Set problem
Quote all entries in full, exactly.

— Start The input —

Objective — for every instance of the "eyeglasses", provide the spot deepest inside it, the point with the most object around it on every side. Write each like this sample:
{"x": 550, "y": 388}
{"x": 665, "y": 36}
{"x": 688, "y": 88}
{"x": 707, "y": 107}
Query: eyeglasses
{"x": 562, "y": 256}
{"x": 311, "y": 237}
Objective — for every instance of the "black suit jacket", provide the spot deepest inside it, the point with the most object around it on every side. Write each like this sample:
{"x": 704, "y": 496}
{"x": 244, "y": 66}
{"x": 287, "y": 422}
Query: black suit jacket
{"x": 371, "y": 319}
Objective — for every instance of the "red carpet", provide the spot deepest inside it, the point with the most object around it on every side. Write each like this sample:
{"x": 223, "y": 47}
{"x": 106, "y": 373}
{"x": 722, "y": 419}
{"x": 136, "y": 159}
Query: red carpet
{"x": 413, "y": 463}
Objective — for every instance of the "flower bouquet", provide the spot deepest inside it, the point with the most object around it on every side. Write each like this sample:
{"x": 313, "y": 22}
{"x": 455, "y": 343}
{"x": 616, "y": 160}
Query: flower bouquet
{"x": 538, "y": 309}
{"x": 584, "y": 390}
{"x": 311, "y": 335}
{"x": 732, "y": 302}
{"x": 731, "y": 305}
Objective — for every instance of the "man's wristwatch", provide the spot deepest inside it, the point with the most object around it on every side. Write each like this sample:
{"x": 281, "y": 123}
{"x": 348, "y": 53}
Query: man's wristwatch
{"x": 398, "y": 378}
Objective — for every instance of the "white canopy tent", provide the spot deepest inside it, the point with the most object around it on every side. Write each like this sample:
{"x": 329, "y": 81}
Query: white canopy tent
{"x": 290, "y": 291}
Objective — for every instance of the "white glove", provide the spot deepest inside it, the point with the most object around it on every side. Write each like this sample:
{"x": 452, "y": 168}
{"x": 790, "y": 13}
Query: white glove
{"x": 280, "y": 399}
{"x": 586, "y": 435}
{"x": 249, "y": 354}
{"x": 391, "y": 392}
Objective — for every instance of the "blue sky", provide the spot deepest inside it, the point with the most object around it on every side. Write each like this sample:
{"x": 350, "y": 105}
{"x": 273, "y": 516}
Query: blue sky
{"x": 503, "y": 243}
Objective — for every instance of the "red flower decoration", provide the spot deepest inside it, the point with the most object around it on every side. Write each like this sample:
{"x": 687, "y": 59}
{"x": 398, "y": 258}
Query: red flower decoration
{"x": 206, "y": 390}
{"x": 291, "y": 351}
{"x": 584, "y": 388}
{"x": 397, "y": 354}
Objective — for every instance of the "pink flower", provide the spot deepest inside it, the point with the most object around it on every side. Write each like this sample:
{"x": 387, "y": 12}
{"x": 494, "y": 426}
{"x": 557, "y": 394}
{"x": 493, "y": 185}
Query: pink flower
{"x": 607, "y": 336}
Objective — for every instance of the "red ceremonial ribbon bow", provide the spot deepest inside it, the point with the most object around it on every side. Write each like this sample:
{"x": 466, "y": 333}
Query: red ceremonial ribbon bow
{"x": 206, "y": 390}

— End The input —

Task output
Objective — for every instance of the "eyeglasses", provide the spot deepest inside it, the point with the most object around it on every side. Write each like this sample:
{"x": 550, "y": 388}
{"x": 665, "y": 36}
{"x": 688, "y": 88}
{"x": 707, "y": 107}
Query: eyeglasses
{"x": 562, "y": 256}
{"x": 311, "y": 237}
Objective — for every instance of the "black suit jacket", provide the spot deepest inside it, the point with the most object around it on every side. Write each like this sample:
{"x": 704, "y": 496}
{"x": 244, "y": 66}
{"x": 287, "y": 422}
Query: black suit jacket
{"x": 371, "y": 319}
Objective — for every instance of the "red carpet", provide the spot deepest inside it, the point with the most object around it on every side. Write each like this sample:
{"x": 223, "y": 47}
{"x": 106, "y": 373}
{"x": 722, "y": 419}
{"x": 136, "y": 159}
Query: red carpet
{"x": 413, "y": 463}
Objective — for every instance of the "flower bouquet", provide the spot deepest inside it, the point with the most object around it on every side. Write each like this sample:
{"x": 313, "y": 22}
{"x": 455, "y": 343}
{"x": 616, "y": 160}
Query: flower bouquet
{"x": 538, "y": 309}
{"x": 584, "y": 390}
{"x": 311, "y": 335}
{"x": 732, "y": 302}
{"x": 731, "y": 305}
Objective — for every instance of the "man's wristwatch", provide the spot deepest inside it, the point with the most object around it on every side. Write each like this sample:
{"x": 281, "y": 123}
{"x": 348, "y": 53}
Query: man's wristwatch
{"x": 398, "y": 378}
Objective — for every instance of the "white canopy tent", provide the spot deepest inside it, the point with the most object around it on every side. Write each like this sample:
{"x": 329, "y": 81}
Query: white canopy tent
{"x": 290, "y": 291}
Objective — for every instance of the "white glove", provide the spot deepest inside it, the point with the most object around it on every side. Write each like this sample:
{"x": 452, "y": 168}
{"x": 790, "y": 13}
Query: white glove
{"x": 280, "y": 399}
{"x": 586, "y": 435}
{"x": 249, "y": 354}
{"x": 391, "y": 392}
Objective — for every instance of the "blue sky", provide the spot deepest inside it, the point with the most object around it on every side. Write each like this sample:
{"x": 350, "y": 105}
{"x": 273, "y": 516}
Query: blue sky
{"x": 503, "y": 243}
Objective — for every instance of the "red flower decoration", provide the spot deepest inside it, the point with the most object around it on every side. Write each like this sample:
{"x": 687, "y": 59}
{"x": 398, "y": 258}
Query: red flower decoration
{"x": 206, "y": 390}
{"x": 291, "y": 351}
{"x": 584, "y": 388}
{"x": 397, "y": 354}
Objective — for every instance of the "pink flower", provide the spot deepest inside it, the point with the most object around it on every side. Write each like this sample:
{"x": 387, "y": 12}
{"x": 494, "y": 426}
{"x": 557, "y": 394}
{"x": 493, "y": 185}
Query: pink flower
{"x": 607, "y": 336}
Objective — for every instance of the "red ceremonial ribbon bow", provide the spot deepest inside it, the point with the most object around it on every side. Write each like this sample:
{"x": 466, "y": 333}
Query: red ceremonial ribbon bow
{"x": 206, "y": 390}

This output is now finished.